Stored data entries
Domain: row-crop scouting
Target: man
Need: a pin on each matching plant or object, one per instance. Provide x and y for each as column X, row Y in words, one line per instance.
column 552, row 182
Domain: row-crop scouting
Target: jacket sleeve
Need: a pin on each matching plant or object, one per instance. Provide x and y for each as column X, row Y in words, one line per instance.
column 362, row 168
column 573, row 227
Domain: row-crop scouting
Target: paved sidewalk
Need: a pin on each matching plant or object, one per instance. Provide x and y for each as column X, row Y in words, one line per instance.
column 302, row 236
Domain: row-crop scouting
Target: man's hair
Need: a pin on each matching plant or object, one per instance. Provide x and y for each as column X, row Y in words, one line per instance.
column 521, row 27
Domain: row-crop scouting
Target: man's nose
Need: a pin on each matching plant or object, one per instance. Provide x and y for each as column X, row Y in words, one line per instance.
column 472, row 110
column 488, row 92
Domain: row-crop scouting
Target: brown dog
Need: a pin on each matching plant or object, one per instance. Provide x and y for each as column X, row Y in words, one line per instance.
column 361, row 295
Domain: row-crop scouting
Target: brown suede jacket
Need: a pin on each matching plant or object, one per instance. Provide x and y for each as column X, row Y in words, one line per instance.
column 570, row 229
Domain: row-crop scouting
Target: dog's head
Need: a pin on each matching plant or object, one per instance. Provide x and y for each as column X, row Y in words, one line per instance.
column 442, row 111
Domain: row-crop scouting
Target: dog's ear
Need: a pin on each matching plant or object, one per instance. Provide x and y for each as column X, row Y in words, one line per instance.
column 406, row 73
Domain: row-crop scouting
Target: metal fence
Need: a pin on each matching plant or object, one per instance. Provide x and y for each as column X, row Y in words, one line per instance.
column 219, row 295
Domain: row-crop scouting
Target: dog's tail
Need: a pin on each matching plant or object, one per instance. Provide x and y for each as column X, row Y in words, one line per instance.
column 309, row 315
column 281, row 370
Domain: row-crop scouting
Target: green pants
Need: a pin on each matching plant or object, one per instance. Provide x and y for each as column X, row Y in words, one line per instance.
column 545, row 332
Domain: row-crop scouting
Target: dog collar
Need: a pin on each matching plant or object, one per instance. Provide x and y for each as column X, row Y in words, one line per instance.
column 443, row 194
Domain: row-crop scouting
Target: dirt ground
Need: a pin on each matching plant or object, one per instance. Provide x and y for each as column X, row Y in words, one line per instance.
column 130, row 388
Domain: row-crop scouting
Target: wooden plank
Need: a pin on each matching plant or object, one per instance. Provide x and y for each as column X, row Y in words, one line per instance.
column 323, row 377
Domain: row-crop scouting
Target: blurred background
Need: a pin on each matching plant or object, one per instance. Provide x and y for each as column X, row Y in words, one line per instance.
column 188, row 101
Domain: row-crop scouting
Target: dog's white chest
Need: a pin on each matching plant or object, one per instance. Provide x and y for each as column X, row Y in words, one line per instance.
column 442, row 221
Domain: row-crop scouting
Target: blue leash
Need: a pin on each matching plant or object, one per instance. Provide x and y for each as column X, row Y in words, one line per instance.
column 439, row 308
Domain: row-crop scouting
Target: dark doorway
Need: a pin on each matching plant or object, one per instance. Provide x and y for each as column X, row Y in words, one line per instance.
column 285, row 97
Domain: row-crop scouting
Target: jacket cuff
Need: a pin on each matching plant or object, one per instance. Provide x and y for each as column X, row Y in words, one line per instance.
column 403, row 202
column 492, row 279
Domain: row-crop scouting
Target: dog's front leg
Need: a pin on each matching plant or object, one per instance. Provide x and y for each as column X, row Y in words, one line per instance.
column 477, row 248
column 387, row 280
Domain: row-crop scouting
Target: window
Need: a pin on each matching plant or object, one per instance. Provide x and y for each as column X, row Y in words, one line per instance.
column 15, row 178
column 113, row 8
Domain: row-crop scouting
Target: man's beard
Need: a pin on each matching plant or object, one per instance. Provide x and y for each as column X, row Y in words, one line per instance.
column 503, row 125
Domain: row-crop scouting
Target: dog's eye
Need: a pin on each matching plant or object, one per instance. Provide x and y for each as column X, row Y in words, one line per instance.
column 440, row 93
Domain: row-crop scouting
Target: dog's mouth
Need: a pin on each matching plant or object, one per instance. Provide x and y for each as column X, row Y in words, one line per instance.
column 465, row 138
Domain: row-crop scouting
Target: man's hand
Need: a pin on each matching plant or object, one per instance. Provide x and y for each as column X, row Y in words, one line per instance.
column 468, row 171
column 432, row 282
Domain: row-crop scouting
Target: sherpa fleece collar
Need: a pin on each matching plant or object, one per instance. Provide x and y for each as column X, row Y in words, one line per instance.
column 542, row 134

• _WHAT IS EXPECTED_
Set down all of the entries exactly, please.

• _FINISHED TASK_
Domain: row-crop scouting
Target: man
Need: a pin on each matching plant or object, one per instance. Provide x and y for each as column X, row Y in words, one line per instance.
column 552, row 182
Domain: row-crop scouting
Target: jacket sleeve
Need: a pin on each matching plant or object, one per instance. Provide x and y for each as column X, row Y in words, one line per instance.
column 362, row 168
column 573, row 227
Domain: row-crop scouting
Target: paved sidewalk
Need: a pin on each matching plant or object, one per instance. Provide x and y for each as column X, row Y in words, one line per instance.
column 302, row 236
Domain: row-crop scouting
Target: man's hair
Need: a pin on each matching plant or object, one per instance. Provide x and y for each as column X, row Y in words, one line per instance.
column 521, row 27
Domain: row-crop scouting
Target: man's nose
Need: a pin on each matching plant or object, one per instance. Provide x and y for each as column X, row Y in words, one line per instance.
column 472, row 110
column 488, row 92
Domain: row-crop scouting
Target: brown dog
Need: a pin on each matching plant or object, one per instance. Provide x and y for each as column X, row Y in words, one line per instance.
column 361, row 295
Domain: row-crop scouting
Target: brown suede jacket
Need: a pin on each matching plant or object, one per instance. Provide x and y for each as column X, row Y in words, one line per instance.
column 570, row 229
Domain: row-crop scouting
Target: dog's head
Need: a pin on each matching plant or object, one per instance. Provide x and y for each as column X, row Y in words, one line per instance.
column 442, row 111
Domain: row-crop scouting
Target: dog's ear
Need: a pin on each matching plant or object, one per instance. Provide x and y for each as column X, row Y in words, one line per instance.
column 406, row 73
Domain: row-crop scouting
Target: metal fence
Need: a pin on each matching plant or object, one per instance. Provide x and y for each as column X, row Y in words, one line per instance.
column 219, row 295
Domain: row-crop scouting
Target: dog's tail
Need: a pin on each matching plant or object, one per instance. Provide x and y for each as column X, row Y in words, one line per instance.
column 309, row 315
column 281, row 370
Domain: row-crop scouting
Target: green pants
Need: a pin on each matching plant or object, one per instance. Provide x and y for each as column X, row Y in words, one line per instance.
column 545, row 332
Domain: row-crop scouting
Target: dog collar
Need: a pin on each matching plant or object, one per instance. Provide x and y for each as column X, row Y in words, one line per instance.
column 443, row 194
Domain: row-crop scouting
Target: dirt ground
Need: a pin on each matching plant or object, one per instance. Provide x and y for each as column X, row Y in words, one line per instance.
column 130, row 388
Domain: row-crop scouting
Target: wooden plank
Need: a pin on each matching plant or object, one per instance. Provide x and y for each as column X, row Y in words, one line per instance.
column 323, row 377
Domain: row-crop scouting
Target: blurred background
Need: a pin on each matching plant or object, one per instance. Provide x and y for each as column X, row Y in words, one line per instance.
column 188, row 101
Domain: row-crop scouting
Target: dog's white chest
Need: a pin on each matching plant or object, one per instance. Provide x and y for each as column X, row Y in words, one line per instance.
column 442, row 221
Domain: row-crop scouting
Target: blue leash
Need: a pin on each matching plant or object, one per instance. Provide x and y for each as column X, row Y in words, one line per instance.
column 439, row 308
Domain: row-crop scouting
Target: dark doorway
Need: a pin on each matching plant or object, one per instance. Provide x and y for each as column X, row Y in words, one line per instance.
column 285, row 97
Domain: row-crop scouting
Target: jacket cuff
Need: a pin on each matching plant or object, one per instance. Provide x and y for each as column X, row Y in words, one line per instance.
column 403, row 202
column 492, row 279
Domain: row-crop scouting
Target: dog's front leg
Need: a pin on each matching plant or object, one per instance. Provide x and y for each as column X, row Y in words, one line per instance.
column 477, row 248
column 387, row 280
Domain: row-crop scouting
Target: window
Need: a pin on each matching plant or object, one per instance. Provide x and y for each as column X, row Y in words, one line per instance.
column 15, row 178
column 113, row 8
Domain: row-crop scouting
Target: man's beard
Need: a pin on each matching plant or object, one per instance. Provide x and y for each as column X, row Y in words, one line per instance.
column 503, row 125
Domain: row-crop scouting
Target: dog's eye
Need: a pin on each matching plant or object, one per instance. Provide x and y for each as column X, row Y in words, one line per instance.
column 440, row 93
Domain: row-crop scouting
Target: dog's mouth
Need: a pin on each matching plant or object, one per instance. Provide x and y for each as column X, row Y in words, one line per instance.
column 465, row 138
Domain: row-crop scouting
Target: man's hand
Need: a pin on each matching plant or object, one per instance. Provide x and y for each as column X, row Y in words, one line per instance.
column 468, row 171
column 432, row 282
Domain: row-crop scouting
Target: sherpa fleece collar
Need: a pin on each matching plant or object, one per instance. Provide x and y for each as column X, row Y in words, one line per instance.
column 542, row 134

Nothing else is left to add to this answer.